List of tasks:
1. In the reader reviews, which story does the review dated Sep 16, 2023 say struck its writer most?
2. From the reader reviews, quote the passage that opens with the words containing "I really wish" and closes with "few years. ( )".
3. Translate this sentence from the reader reviews into Spanish: "If you don't value the rewards of working through difficult prose, this book is not for you."

English (52)  Dutch (2)  Polish (1)  All languages (55)
Showing 1-5 of 52 (next | show all)
I really wish I could give this 4 and a half stars.

This was an extremely difficult collection of stories to work through. If you don't value the rewards of working through difficult prose, this book is not for you.

It's a powerful collection, filled with characters that I was often horrified to discover I related to. I was most struck by The Depressed Person, a powerful story that just won't leave my head. The last interview is also powerful, and it has made an indelible mark in my brain.
( )
  dogboi | Sep 16, 2023 |
This book by David Foster Wallace is spotty. Some essays are excellent and portray tortured relationships, personalities and society. Others are long-winded without a clear direction and meander.

I may attempt to reread the book after a few years. ( )
  RajivC | May 30, 2023 |
If you're tired of how orderly most books are, this one is totally disorderly and very entertainingly so. DFW is one of the most brilliant authors you'll find, and also one of the most playful. It's a winning combination. ( )

Listed entries:
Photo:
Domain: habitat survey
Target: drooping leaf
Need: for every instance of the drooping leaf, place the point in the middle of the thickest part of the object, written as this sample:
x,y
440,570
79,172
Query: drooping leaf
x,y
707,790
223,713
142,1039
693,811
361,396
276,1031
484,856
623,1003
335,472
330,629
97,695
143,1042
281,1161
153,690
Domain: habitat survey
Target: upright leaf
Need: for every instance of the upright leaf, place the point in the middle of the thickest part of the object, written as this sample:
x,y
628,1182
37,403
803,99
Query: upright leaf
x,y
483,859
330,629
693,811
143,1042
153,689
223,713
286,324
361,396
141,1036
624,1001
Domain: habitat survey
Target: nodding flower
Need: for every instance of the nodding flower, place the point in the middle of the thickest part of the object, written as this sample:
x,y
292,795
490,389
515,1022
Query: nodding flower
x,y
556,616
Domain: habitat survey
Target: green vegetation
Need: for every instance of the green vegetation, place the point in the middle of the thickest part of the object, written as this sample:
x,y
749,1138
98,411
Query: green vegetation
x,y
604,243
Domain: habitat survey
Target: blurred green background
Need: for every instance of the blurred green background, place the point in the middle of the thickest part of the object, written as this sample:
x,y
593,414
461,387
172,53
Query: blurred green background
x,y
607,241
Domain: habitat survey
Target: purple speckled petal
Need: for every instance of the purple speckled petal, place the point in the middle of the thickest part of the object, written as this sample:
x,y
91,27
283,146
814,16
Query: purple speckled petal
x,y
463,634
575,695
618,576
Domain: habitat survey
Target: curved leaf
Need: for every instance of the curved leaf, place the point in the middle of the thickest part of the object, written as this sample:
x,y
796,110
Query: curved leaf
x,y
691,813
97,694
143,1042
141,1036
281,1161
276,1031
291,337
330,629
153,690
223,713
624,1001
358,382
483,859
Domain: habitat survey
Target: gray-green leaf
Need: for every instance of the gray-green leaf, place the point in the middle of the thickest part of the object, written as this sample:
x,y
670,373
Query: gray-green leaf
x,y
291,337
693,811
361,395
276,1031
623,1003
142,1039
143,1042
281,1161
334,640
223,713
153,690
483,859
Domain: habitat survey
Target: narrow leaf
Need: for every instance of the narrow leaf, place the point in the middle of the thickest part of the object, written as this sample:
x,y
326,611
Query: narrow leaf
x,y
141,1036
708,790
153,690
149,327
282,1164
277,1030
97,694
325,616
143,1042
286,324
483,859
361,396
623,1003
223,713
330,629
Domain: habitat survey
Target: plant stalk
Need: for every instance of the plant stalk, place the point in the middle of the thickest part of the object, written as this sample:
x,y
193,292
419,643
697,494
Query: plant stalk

Per-task answers:
1. The Depressed Person

2.
I really wish I could give this 4 and a half stars.

This was an extremely difficult collection of stories to work through. If you don't value the rewards of working through difficult prose, this book is not for you.

It's a powerful collection, filled with characters that I was often horrified to discover I related to. I was most struck by The Depressed Person, a powerful story that just won't leave my head. The last interview is also powerful, and it has made an indelible mark in my brain.
( )
  dogboi | Sep 16, 2023 |
This book by David Foster Wallace is spotty. Some essays are excellent and portray tortured relationships, personalities and society. Others are long-winded without a clear direction and meander.

I may attempt to reread the book after a few years. ( )

3. Si no valoras las recompensas de abrirte paso a través de una prosa difícil, este libro no es para ti.